* WRITTEN EXERCISE:
Reproduce the data below word for word, starting at the line that contains "Where can you see the bouquet" and continuing through the last line of the data.

* AVAILABLE DATA:
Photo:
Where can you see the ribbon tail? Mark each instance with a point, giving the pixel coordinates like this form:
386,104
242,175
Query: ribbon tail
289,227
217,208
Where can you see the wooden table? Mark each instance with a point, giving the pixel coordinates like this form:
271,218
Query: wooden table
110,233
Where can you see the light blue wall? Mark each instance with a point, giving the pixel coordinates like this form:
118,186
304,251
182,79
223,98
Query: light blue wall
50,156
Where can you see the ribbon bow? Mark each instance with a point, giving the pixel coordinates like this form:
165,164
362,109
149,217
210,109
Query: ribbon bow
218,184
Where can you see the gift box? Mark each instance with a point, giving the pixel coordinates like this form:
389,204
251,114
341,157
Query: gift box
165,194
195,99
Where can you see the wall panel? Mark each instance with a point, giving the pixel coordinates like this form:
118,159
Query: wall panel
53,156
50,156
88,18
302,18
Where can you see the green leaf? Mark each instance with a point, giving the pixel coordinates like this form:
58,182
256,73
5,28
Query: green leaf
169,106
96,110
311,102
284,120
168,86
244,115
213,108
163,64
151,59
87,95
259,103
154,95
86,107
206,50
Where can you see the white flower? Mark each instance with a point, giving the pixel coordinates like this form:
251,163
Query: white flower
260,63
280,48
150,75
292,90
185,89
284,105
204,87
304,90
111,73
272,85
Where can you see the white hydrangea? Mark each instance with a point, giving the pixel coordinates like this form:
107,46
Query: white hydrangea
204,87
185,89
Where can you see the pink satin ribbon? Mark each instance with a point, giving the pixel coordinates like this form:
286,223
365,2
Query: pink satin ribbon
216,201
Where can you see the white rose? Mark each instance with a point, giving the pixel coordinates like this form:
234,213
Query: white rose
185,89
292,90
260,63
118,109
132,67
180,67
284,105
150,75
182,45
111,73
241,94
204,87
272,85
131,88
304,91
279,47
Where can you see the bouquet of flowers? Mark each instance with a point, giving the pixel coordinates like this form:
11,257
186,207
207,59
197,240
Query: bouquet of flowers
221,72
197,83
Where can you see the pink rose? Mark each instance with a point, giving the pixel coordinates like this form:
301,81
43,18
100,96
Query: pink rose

* RESULT OF THIS EXERCISE:
Where can you see the bouquet of flowers? Mark each instance with a point, giving the pixel coordinates like this form:
11,257
186,207
207,59
197,240
Query: bouquet of flowers
221,72
197,83
Where can you see the pink rose? Mark each instance with a point, giving the pixel coordinates like this form:
301,81
43,18
100,96
Query: pink rose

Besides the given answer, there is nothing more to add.